[Activity] All that should appear is the run of lines from the one containing "Task: tag one point per instance of the person's leg" through the end of the records, each repeated exactly.

[Supplied entries]
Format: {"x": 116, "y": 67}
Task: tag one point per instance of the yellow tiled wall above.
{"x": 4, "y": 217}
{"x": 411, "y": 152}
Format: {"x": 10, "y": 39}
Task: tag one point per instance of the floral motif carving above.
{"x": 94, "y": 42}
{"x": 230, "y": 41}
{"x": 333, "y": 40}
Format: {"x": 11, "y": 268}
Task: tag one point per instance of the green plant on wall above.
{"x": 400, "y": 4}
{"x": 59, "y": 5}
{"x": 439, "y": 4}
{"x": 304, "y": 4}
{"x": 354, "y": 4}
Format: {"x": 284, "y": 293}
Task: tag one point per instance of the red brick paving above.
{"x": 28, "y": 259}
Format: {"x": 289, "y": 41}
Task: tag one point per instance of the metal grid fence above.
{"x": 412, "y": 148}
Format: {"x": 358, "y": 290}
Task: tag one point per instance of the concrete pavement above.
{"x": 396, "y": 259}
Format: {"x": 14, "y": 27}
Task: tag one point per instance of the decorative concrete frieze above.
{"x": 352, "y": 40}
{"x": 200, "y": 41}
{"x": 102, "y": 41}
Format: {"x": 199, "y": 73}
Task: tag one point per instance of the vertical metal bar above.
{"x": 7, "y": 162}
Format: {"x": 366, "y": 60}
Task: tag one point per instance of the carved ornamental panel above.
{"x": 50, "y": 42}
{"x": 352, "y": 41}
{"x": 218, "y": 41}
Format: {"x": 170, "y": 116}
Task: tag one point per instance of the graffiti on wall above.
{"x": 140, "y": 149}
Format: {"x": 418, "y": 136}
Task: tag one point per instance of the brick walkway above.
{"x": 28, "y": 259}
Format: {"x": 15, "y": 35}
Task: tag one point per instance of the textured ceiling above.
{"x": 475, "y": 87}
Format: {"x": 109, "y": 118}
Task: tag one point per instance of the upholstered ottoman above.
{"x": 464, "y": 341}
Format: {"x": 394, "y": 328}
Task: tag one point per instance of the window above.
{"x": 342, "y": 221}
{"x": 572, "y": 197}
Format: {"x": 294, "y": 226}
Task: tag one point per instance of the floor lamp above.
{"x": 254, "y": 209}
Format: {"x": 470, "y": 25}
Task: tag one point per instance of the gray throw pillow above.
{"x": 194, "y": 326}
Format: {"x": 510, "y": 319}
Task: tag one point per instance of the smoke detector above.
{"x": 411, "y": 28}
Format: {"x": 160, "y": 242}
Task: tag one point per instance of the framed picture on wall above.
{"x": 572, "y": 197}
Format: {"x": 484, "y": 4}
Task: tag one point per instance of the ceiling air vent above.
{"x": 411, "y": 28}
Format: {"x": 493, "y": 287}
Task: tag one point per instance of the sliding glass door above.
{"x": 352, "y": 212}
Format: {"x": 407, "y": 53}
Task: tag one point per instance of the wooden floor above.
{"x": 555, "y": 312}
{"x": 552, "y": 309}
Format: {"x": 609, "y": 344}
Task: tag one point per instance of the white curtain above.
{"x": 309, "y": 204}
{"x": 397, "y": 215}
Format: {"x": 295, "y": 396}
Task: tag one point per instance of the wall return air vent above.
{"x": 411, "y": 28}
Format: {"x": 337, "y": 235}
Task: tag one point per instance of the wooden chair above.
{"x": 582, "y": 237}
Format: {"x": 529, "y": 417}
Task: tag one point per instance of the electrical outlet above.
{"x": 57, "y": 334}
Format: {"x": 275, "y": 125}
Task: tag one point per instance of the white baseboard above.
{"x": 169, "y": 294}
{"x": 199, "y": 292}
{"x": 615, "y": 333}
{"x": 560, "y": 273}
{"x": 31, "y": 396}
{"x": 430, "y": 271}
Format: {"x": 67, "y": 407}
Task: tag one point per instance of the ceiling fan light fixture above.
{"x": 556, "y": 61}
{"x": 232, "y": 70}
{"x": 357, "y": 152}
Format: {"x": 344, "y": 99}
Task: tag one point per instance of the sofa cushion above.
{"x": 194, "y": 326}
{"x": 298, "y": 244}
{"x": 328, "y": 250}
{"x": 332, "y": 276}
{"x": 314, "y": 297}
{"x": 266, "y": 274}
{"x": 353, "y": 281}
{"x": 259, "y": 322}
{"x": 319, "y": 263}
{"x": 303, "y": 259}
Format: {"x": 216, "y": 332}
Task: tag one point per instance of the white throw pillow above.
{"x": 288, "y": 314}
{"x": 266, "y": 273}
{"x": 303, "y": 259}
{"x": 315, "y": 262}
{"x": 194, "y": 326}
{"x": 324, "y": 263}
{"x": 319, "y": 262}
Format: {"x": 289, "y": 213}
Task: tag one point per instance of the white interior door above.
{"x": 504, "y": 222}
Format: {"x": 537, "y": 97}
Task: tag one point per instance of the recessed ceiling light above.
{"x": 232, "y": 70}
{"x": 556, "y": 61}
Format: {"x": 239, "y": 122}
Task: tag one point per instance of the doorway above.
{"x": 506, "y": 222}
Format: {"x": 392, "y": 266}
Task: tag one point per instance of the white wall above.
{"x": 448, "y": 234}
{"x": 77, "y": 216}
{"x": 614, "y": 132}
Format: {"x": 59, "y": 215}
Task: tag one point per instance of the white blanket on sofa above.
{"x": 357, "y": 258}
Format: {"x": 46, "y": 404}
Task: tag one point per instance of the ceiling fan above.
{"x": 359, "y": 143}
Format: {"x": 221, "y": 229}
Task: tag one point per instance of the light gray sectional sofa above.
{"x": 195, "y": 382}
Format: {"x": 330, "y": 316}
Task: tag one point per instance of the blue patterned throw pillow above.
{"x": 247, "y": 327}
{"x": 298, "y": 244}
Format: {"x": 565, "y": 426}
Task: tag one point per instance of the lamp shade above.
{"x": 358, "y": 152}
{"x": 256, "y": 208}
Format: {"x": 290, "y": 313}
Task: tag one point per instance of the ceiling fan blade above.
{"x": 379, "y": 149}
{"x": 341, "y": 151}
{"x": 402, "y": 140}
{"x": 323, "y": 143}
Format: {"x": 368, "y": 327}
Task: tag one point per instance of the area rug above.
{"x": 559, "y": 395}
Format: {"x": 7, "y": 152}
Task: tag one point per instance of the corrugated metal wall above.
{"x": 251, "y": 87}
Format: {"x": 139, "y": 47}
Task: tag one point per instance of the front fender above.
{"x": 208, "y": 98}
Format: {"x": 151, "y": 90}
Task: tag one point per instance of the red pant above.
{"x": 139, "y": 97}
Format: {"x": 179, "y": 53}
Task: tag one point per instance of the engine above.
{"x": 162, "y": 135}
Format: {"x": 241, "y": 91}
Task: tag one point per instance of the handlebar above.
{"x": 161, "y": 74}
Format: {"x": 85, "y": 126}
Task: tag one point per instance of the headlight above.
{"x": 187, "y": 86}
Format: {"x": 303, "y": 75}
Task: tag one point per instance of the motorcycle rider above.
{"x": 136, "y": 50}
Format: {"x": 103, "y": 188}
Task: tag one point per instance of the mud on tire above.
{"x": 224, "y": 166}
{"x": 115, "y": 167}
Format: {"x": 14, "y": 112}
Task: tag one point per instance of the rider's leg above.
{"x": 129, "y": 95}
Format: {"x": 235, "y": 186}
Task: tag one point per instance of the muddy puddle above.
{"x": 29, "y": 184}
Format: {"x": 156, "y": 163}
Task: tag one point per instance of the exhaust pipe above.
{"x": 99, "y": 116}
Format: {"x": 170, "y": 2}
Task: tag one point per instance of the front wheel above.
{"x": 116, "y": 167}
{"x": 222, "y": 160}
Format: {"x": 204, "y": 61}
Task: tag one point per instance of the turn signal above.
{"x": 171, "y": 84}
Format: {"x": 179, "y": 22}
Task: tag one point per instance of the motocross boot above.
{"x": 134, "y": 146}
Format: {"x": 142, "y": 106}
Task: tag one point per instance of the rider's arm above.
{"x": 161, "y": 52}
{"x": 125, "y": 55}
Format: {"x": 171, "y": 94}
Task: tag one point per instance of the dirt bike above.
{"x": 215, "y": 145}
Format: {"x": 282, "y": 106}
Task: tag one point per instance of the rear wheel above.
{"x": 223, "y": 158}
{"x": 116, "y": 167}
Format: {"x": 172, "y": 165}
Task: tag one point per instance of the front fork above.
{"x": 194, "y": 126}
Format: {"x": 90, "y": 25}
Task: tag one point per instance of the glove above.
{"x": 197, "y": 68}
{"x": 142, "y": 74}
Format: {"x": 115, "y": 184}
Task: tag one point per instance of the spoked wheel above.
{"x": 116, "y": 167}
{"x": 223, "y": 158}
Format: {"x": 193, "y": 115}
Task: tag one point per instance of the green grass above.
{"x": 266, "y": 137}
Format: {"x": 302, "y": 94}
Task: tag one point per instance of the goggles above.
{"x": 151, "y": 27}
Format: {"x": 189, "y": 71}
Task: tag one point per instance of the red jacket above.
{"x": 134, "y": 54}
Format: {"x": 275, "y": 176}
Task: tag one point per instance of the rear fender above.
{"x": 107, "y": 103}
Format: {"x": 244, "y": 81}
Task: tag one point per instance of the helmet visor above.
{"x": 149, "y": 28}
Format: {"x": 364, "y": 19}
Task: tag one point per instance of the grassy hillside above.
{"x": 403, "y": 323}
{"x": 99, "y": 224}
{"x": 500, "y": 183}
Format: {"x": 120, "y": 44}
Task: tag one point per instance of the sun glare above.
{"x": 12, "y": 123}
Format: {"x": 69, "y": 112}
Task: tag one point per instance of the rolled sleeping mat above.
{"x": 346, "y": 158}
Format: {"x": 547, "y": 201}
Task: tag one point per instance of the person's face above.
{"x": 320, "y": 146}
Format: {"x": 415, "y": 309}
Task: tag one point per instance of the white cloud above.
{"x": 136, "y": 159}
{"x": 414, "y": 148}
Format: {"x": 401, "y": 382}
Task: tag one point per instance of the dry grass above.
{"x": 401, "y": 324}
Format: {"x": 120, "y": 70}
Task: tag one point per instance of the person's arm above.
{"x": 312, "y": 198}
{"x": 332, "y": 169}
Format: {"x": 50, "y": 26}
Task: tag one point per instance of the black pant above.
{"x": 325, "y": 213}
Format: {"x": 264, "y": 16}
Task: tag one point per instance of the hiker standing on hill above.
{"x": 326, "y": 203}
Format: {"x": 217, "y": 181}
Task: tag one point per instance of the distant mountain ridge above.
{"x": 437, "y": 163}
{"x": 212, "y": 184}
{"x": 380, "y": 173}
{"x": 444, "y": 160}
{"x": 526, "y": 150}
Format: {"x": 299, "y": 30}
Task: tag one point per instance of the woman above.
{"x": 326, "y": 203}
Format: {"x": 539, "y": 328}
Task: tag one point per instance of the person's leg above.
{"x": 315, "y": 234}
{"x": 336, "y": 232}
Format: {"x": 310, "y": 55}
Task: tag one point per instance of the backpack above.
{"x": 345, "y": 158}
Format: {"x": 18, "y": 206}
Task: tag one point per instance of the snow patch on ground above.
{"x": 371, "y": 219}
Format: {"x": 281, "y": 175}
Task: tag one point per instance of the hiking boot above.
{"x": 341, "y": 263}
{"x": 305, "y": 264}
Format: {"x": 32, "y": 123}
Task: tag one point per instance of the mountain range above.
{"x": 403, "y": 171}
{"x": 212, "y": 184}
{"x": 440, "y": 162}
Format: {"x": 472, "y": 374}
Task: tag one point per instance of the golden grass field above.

[Answer space]
Task: tag one point per instance of the person's leg above.
{"x": 315, "y": 234}
{"x": 336, "y": 232}
Format: {"x": 310, "y": 55}
Task: tag one point per instance of the backpack above.
{"x": 345, "y": 158}
Format: {"x": 18, "y": 206}
Task: tag one point per instance of the snow patch on ground above.
{"x": 371, "y": 219}
Format: {"x": 281, "y": 175}
Task: tag one point per instance of the hiking boot above.
{"x": 341, "y": 263}
{"x": 305, "y": 264}
Format: {"x": 32, "y": 123}
Task: tag one point per instance of the mountain range above.
{"x": 403, "y": 171}
{"x": 212, "y": 184}
{"x": 440, "y": 162}
Format: {"x": 472, "y": 374}
Task: tag one point per instance of the golden grass field above.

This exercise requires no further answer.